═══ EXCERPTED PASSAGE

Perhaps less well known than the more abundant Coro, Trifari or Napier costume jewelry, Kramer costume jewelry often used rare or unique stones in their jewelry. First, a brief history: Between 1943 and 1980, Kramer Jewelry Creations was a family run business that produced some of the finest high-end costume jewelry. In the 1950s and '60s, Kramer manufactured Christian Dior designs, so finding a piece of Christian Dior by Kramer is a rare but rewarding treat. The Dior pieces often used good quality clear rhinestones with larger blue or green center stones. Christian Dior designs can command higher prices due to the Dior name, but the Kramer quality and designs are just as wonderful as those without the name.
Unfortunately for the collector, much Kramer jewelry from the '50s and' 60s was unmarked and had only a paper tag attached to identify it. If you do see a signature, it will most likely be "Kramer", "Kramer of NY" or "Kramer of New York. Look for the signature on the clip of an earring, or on the clasp of a necklace or bracelet. Other marks include the rare "Amourelle" from 1963, and "Kramer Sterling" which may or may not date from the WWII years when sterling silver was used in jewelry in place of other metals that were needed for the war effort. its quality, and for the use of vibrantly colored rhinestones with creative settings. Radiant red and orange, striking dark blue, glowing topaz, and elegant black rhinestones, along with plastic decorations, gave Kramer jewelry great variety and style.

══════

## TASK SET
• A. Answer these questions from the Kramer jewelry text:
(i) Between which years was Kramer Jewelry Creations a family run business?
(ii) What stones did the Dior pieces often use?
(iii) What year is the rare "Amourelle" mark from?
• B. Translate this sentence from the Kramer jewelry text into Spanish: "Look for the signature on the clip of an earring, or on the clasp of a necklace or bracelet."

═══ SOURCE MATERIAL

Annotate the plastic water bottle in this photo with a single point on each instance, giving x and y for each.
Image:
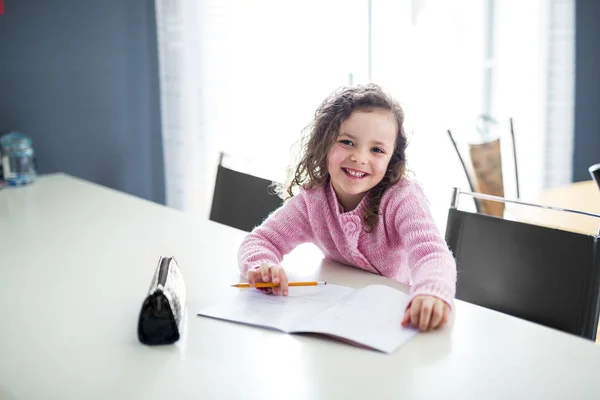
(18, 159)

══════

## SOLVED TASKS
• A.
(i) Between 1943 and 1980.
(ii) Good quality clear rhinestones with larger blue or green center stones.
(iii) 1963.

• B. Busque la firma en el clip de un pendiente o en el cierre de un collar o una pulsera.